→ Stated problem
Reproduce the data below with every "photo" replaced by "image" and all else unchanged. Leave the pictures out of your answer.

→ Data provided

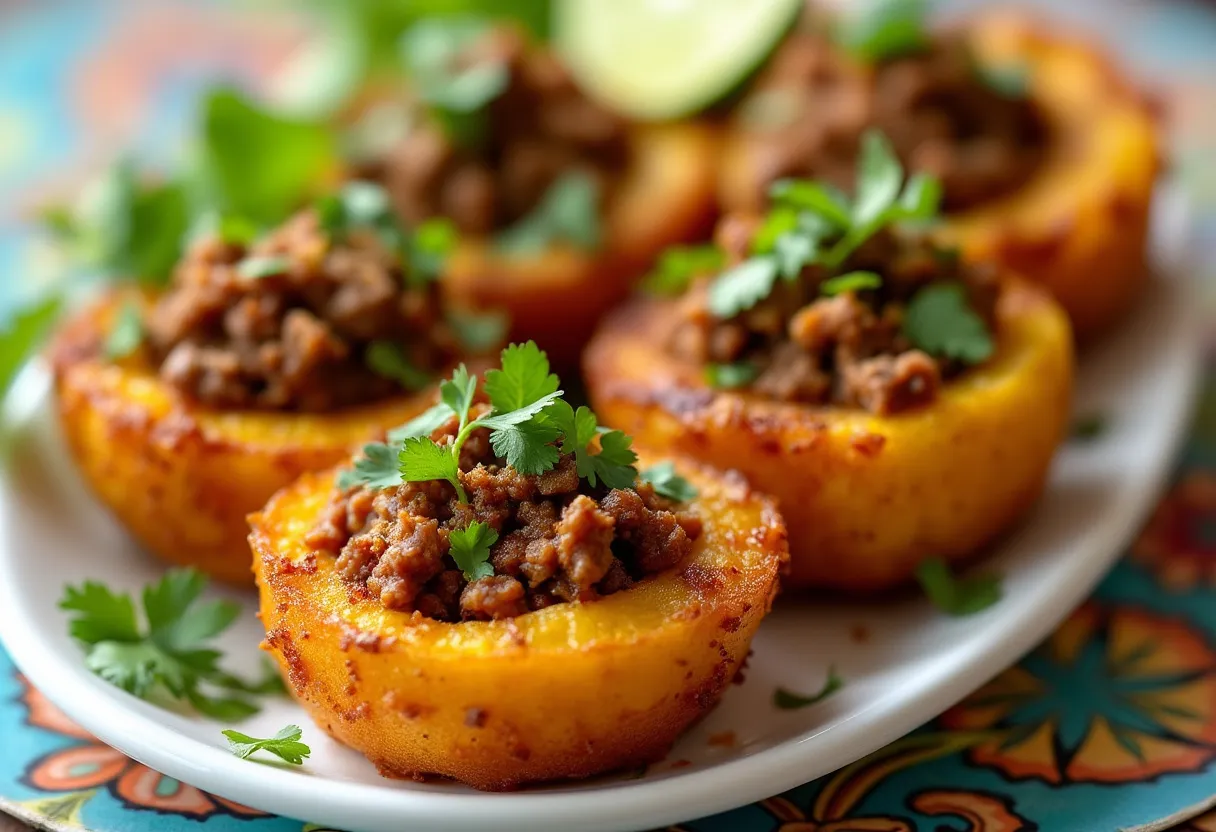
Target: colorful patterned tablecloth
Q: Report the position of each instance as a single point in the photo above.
(1108, 725)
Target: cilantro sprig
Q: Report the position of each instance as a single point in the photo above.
(529, 425)
(814, 224)
(456, 91)
(285, 745)
(359, 204)
(168, 652)
(471, 549)
(957, 596)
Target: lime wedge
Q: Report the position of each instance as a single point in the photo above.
(663, 58)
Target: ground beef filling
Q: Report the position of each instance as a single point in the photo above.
(538, 129)
(559, 540)
(810, 107)
(846, 349)
(296, 338)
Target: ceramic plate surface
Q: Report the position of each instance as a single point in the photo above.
(904, 662)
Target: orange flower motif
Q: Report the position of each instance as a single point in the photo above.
(1178, 544)
(1149, 708)
(91, 764)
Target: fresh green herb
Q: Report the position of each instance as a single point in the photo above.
(1009, 80)
(124, 228)
(263, 265)
(529, 423)
(730, 376)
(853, 281)
(387, 359)
(366, 206)
(883, 29)
(471, 549)
(613, 464)
(680, 265)
(286, 745)
(125, 333)
(939, 321)
(172, 653)
(957, 596)
(479, 332)
(377, 467)
(457, 91)
(22, 336)
(791, 701)
(814, 224)
(376, 26)
(1090, 426)
(668, 483)
(257, 164)
(569, 212)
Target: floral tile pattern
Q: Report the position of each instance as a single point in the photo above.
(1109, 724)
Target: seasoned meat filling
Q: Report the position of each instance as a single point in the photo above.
(294, 333)
(848, 349)
(558, 539)
(809, 108)
(539, 128)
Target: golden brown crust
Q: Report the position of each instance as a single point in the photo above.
(1080, 225)
(555, 298)
(866, 498)
(569, 691)
(179, 476)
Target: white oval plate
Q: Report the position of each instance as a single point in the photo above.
(912, 663)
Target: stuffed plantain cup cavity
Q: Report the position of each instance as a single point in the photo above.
(185, 409)
(506, 554)
(558, 202)
(899, 403)
(1048, 157)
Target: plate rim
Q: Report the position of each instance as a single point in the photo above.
(122, 721)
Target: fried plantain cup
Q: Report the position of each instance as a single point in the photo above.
(1079, 225)
(183, 477)
(568, 691)
(866, 498)
(555, 298)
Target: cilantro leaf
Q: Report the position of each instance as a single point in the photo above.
(479, 332)
(457, 393)
(124, 228)
(957, 596)
(471, 549)
(680, 265)
(523, 380)
(525, 447)
(668, 483)
(939, 321)
(743, 286)
(22, 336)
(106, 616)
(263, 265)
(791, 701)
(731, 376)
(853, 281)
(883, 29)
(259, 164)
(285, 745)
(434, 51)
(172, 655)
(569, 212)
(421, 460)
(387, 359)
(817, 197)
(614, 462)
(422, 425)
(378, 467)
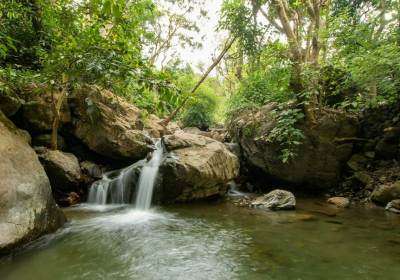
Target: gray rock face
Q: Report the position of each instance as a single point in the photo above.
(341, 202)
(37, 111)
(27, 209)
(196, 167)
(44, 140)
(319, 159)
(383, 194)
(109, 125)
(393, 206)
(62, 169)
(9, 103)
(275, 200)
(104, 122)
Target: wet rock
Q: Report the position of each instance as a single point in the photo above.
(234, 148)
(152, 124)
(383, 194)
(44, 140)
(275, 200)
(10, 103)
(214, 133)
(72, 199)
(37, 113)
(109, 125)
(364, 178)
(357, 162)
(320, 157)
(27, 209)
(62, 169)
(192, 130)
(196, 167)
(393, 206)
(341, 202)
(93, 170)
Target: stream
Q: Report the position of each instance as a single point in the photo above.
(214, 241)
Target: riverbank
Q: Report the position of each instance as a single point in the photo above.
(216, 241)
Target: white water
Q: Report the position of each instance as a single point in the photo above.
(148, 177)
(117, 187)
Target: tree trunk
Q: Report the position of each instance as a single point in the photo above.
(56, 113)
(203, 78)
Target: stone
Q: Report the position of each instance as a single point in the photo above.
(234, 148)
(37, 113)
(44, 140)
(195, 167)
(357, 162)
(71, 199)
(10, 103)
(275, 200)
(385, 193)
(62, 169)
(364, 178)
(108, 125)
(27, 208)
(341, 202)
(393, 206)
(93, 170)
(320, 158)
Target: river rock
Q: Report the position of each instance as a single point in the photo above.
(109, 125)
(44, 140)
(93, 170)
(275, 200)
(62, 169)
(393, 206)
(195, 167)
(27, 209)
(385, 193)
(320, 157)
(37, 113)
(341, 202)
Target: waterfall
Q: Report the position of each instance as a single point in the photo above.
(148, 177)
(117, 187)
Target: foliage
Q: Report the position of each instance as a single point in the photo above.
(311, 54)
(285, 132)
(201, 111)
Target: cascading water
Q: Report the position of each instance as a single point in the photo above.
(148, 177)
(117, 187)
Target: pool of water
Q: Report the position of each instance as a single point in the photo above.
(215, 241)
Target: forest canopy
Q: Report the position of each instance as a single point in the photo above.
(303, 55)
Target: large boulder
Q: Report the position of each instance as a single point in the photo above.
(109, 125)
(275, 200)
(63, 170)
(27, 209)
(195, 167)
(37, 111)
(320, 157)
(385, 193)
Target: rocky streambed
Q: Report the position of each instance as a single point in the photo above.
(342, 160)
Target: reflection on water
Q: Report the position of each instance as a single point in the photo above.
(219, 241)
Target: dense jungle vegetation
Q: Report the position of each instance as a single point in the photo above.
(305, 55)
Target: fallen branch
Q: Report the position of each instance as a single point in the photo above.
(166, 121)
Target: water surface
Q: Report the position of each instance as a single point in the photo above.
(215, 241)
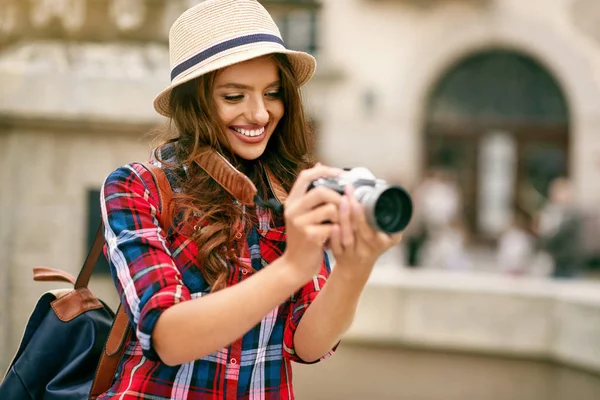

→ Result below
Target: colorful patterned tablecloth
Q: Report the position of each instance as a single point in the image above.
(1108, 725)
Target: cilantro sprig
Q: Report the position of each instance as a single point in the image above.
(529, 425)
(814, 224)
(456, 91)
(285, 745)
(359, 204)
(168, 652)
(471, 549)
(957, 596)
Target: lime wedge
Q: Report the position of each instance as a single point in the image above.
(663, 58)
Target: ground beef filling
Q: Report the position of each instance as a single point in the image above.
(538, 129)
(559, 540)
(810, 107)
(846, 349)
(296, 338)
Target: ceramic plate surface
Q: Report the position of each instance as a single point in the image above.
(904, 662)
Target: orange flower motif
Q: Report the position of each instance as a single point in the image above.
(1178, 544)
(1149, 708)
(91, 764)
Target: fresh green herb
Q: Report the position of each instance as a single point in the image above.
(1009, 80)
(124, 228)
(263, 265)
(529, 423)
(730, 376)
(853, 281)
(387, 359)
(366, 206)
(883, 29)
(471, 549)
(613, 464)
(680, 265)
(286, 745)
(125, 333)
(939, 321)
(172, 653)
(957, 596)
(479, 332)
(377, 467)
(457, 91)
(22, 336)
(791, 701)
(814, 224)
(376, 26)
(1090, 426)
(668, 483)
(257, 164)
(569, 212)
Target: floral tile pattern
Q: Report the position of each instance as a single point in the image above.
(1109, 724)
Target: seasoned meat filling
Q: Report the position of each instance as a single point in the image above.
(294, 333)
(848, 349)
(558, 539)
(809, 108)
(539, 128)
Target: golden brown crust
Q: Report the position of each instance as a single point in the image above.
(1080, 225)
(555, 298)
(866, 498)
(569, 691)
(179, 476)
Target: white oval plate
Q: Report the position of each instance as a single point in the image above.
(912, 663)
Target: stuffed plantain cup cavity
Q: Report the position of each instance as a single point in the image above.
(185, 409)
(506, 554)
(558, 202)
(899, 403)
(1048, 157)
Target: plate rim
Q: Report the position of each instance as a single point in the image above.
(122, 721)
Target: fried plantain cup
Q: Report the position of each instance as a single point in the image above.
(1079, 225)
(183, 477)
(568, 691)
(866, 498)
(555, 298)
Target: cilantro leaf
Q: Report the position of each instance as a single point in the image above.
(479, 332)
(457, 393)
(124, 228)
(957, 596)
(471, 549)
(680, 265)
(523, 380)
(525, 447)
(668, 483)
(939, 321)
(743, 286)
(22, 336)
(106, 616)
(263, 265)
(791, 701)
(731, 376)
(853, 281)
(883, 29)
(259, 164)
(285, 745)
(434, 51)
(172, 655)
(569, 212)
(421, 460)
(387, 359)
(817, 197)
(614, 462)
(422, 425)
(378, 467)
Target: gray rock face
Q: Report the position of each instance as a single point in the image above.
(341, 202)
(37, 111)
(27, 209)
(196, 167)
(44, 140)
(319, 159)
(383, 194)
(109, 125)
(393, 206)
(62, 169)
(9, 103)
(275, 200)
(104, 122)
Target: wet rock
Q: Report the position of each instance as a single point in the image above.
(234, 148)
(152, 124)
(383, 194)
(44, 140)
(275, 200)
(10, 103)
(214, 133)
(72, 199)
(37, 113)
(109, 125)
(364, 178)
(357, 162)
(320, 157)
(27, 209)
(62, 169)
(192, 130)
(196, 167)
(393, 206)
(341, 202)
(93, 170)
Target: stream
Q: Report the position of each instance as a single point in the image above.
(214, 241)
Target: riverbank
Q: Report the position of each instance as a single point in the image above.
(216, 241)
Target: white water
Q: Report the position of each instance as a single point in the image above.
(148, 177)
(117, 187)
Target: tree trunk
Q: Report the position of each instance as a single point in the image above.
(56, 113)
(203, 78)
Target: stone
Q: Report the position of each instance as a single point in the image above.
(234, 148)
(37, 113)
(44, 140)
(195, 167)
(357, 162)
(71, 199)
(10, 103)
(275, 200)
(385, 193)
(62, 169)
(364, 178)
(108, 125)
(27, 208)
(341, 202)
(393, 206)
(93, 170)
(320, 158)
Target: river rock
Q: Report the position of each instance as a single point in the image above.
(109, 125)
(44, 140)
(93, 170)
(275, 200)
(62, 169)
(393, 206)
(195, 167)
(27, 209)
(385, 193)
(320, 157)
(37, 113)
(341, 202)
Target: waterfall
Q: Report the position of each instance as a single point in the image above.
(148, 177)
(117, 187)
Target: foliage
Q: Report the position of each instance as a single point in the image above.
(311, 54)
(285, 132)
(201, 111)
Target: cascading water
Q: Report the position of each instance as a single point in the image above.
(148, 177)
(117, 187)
Target: pool of water
Q: Report the position of each instance as a single point in the image above.
(215, 241)
Target: forest canopy
Q: Report the position of each instance as a single point in the image above.
(303, 55)
Target: large boulder
Q: Report the position of each instance as a single point in the image above.
(109, 125)
(275, 200)
(63, 170)
(27, 209)
(195, 167)
(37, 111)
(320, 157)
(385, 193)
Target: rocky streambed
Q: Report the position of each instance as a single point in the image above.
(342, 160)
Target: reflection on water
Q: Report the position of each instance as a single point in the image above.
(219, 241)
Target: dense jungle vegetation
Q: Report the position of each instance as a single point in the image above.
(305, 55)
Target: fallen branch
Q: Report the position of each instance as a single point in the image above.
(166, 121)
Target: water surface
Q: Report the position of each instance as a single point in the image above.
(215, 241)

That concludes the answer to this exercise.